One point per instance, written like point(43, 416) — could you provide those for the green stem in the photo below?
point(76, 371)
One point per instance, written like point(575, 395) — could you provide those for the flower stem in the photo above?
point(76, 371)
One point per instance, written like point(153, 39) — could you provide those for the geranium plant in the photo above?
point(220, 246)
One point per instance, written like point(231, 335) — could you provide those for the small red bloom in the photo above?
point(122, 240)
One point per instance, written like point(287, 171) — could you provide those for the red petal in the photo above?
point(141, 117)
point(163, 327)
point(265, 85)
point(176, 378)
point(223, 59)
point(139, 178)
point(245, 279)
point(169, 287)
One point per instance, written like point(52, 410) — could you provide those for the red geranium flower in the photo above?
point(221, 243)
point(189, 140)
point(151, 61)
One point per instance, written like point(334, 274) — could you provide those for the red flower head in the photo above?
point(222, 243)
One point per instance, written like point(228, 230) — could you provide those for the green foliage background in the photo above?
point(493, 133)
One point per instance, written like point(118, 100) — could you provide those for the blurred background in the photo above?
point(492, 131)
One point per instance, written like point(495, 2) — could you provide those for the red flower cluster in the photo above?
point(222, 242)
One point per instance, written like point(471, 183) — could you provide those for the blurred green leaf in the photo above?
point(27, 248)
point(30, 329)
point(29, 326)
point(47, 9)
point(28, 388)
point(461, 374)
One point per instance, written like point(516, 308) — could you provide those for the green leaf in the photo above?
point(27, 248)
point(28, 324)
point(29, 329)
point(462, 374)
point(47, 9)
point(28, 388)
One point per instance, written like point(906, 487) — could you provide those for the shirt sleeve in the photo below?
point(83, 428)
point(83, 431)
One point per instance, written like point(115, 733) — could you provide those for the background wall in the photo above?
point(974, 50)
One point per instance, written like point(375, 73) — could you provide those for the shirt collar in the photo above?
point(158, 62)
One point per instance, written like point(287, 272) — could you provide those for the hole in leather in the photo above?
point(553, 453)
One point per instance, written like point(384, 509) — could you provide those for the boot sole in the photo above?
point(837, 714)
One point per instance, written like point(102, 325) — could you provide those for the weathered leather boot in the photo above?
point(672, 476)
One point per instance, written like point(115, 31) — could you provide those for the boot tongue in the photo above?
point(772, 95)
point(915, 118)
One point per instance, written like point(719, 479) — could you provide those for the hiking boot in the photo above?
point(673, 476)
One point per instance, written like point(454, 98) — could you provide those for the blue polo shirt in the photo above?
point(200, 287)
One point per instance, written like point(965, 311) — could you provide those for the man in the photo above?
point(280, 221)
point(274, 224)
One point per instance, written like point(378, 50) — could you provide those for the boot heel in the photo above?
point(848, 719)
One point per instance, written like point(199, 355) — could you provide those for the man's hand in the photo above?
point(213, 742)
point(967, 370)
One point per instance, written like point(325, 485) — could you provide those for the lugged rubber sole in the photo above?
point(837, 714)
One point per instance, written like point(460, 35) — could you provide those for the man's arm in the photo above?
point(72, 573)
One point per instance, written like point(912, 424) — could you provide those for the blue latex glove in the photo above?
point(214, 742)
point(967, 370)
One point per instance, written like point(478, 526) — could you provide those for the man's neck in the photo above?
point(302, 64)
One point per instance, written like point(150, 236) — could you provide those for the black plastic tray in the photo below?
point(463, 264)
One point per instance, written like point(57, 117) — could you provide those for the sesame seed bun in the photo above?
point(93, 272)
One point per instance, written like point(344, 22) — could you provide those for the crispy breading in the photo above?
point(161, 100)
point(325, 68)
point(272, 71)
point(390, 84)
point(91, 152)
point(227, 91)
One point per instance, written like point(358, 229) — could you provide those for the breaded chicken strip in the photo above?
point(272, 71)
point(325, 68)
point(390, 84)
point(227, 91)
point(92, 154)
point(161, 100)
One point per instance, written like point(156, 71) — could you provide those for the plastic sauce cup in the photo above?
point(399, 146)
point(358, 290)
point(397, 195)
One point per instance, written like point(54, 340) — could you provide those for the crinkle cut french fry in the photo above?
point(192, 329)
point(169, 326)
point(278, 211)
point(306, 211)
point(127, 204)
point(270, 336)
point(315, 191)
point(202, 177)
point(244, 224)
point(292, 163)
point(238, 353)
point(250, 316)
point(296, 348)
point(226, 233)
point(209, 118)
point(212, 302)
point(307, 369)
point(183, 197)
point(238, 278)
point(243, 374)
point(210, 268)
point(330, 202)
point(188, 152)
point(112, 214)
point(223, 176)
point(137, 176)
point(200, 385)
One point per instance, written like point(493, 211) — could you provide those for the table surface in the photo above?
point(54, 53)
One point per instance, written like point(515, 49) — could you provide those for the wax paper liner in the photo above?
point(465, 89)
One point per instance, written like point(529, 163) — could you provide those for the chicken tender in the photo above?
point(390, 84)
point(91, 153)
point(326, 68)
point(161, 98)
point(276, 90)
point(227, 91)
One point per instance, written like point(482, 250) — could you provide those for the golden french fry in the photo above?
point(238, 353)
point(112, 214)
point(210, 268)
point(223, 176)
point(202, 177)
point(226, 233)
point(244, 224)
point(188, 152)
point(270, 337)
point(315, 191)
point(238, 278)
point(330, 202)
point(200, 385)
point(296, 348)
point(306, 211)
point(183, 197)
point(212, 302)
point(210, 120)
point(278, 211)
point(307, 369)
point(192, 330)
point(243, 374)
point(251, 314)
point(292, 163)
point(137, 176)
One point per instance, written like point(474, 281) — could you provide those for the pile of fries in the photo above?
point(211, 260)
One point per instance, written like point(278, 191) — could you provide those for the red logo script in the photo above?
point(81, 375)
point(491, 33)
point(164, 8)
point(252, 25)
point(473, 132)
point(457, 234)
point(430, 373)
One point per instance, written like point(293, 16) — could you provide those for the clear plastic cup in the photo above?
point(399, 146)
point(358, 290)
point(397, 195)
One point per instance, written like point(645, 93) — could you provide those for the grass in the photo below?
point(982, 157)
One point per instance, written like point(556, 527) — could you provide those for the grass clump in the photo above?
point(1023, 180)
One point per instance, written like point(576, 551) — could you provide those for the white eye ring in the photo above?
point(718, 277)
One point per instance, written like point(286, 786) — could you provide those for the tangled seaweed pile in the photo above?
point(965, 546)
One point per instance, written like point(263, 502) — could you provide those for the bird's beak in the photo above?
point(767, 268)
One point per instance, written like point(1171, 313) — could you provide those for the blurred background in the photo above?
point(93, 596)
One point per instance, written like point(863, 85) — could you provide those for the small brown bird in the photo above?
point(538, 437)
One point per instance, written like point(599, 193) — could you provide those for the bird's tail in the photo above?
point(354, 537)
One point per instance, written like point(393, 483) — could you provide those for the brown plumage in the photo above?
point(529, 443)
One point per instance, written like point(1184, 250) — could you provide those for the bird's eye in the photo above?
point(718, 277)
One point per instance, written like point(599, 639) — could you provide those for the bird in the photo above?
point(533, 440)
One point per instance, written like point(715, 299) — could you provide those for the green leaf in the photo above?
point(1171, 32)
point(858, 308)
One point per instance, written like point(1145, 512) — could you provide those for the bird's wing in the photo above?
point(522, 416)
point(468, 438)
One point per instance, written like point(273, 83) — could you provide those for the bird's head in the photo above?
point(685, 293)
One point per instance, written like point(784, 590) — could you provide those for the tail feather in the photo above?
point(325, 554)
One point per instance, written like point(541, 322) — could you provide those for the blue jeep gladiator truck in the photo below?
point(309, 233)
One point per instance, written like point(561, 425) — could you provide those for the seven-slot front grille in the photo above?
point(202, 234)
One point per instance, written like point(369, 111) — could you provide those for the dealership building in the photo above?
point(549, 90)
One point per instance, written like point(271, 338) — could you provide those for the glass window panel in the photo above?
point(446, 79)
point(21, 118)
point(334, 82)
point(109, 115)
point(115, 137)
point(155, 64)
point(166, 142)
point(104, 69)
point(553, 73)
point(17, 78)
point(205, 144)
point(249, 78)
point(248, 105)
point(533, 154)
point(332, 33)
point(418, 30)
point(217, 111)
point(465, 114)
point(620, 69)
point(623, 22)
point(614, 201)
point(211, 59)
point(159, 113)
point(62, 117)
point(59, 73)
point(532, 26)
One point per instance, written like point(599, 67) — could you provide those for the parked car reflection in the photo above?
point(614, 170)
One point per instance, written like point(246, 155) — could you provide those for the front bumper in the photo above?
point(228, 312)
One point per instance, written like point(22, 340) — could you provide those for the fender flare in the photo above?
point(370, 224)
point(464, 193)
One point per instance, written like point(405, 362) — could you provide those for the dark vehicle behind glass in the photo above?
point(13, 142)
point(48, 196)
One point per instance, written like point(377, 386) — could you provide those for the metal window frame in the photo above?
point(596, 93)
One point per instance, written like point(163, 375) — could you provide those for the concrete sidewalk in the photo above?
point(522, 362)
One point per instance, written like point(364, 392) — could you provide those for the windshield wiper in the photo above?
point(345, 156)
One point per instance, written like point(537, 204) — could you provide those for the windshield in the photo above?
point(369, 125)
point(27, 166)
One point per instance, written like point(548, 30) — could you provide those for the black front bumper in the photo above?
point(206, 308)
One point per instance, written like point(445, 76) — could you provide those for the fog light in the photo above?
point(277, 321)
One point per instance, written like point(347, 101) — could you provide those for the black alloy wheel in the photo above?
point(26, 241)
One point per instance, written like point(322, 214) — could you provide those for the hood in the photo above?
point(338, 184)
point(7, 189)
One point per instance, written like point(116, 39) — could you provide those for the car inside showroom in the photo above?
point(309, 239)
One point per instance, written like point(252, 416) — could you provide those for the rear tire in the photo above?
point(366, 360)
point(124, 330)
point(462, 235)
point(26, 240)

◇ ◇ ◇ ◇ ◇ ◇ ◇

#### [Directions for this task]
Copy the material starting at the line containing "One point per instance, written like point(471, 183)" and ending at the line containing "point(461, 374)", both included and with the requests kept. Multiply every coordinate in the answer points by 1.6 and round to whole numbers, halves up, leaving the numbers in the requests and their format samples unchanged. Output only those lines.

#### [Solution]
One point per instance, written like point(471, 183) — could you provide those for the blurred green leaf in the photo above?
point(43, 397)
point(48, 526)
point(46, 522)
point(75, 14)
point(45, 621)
point(738, 598)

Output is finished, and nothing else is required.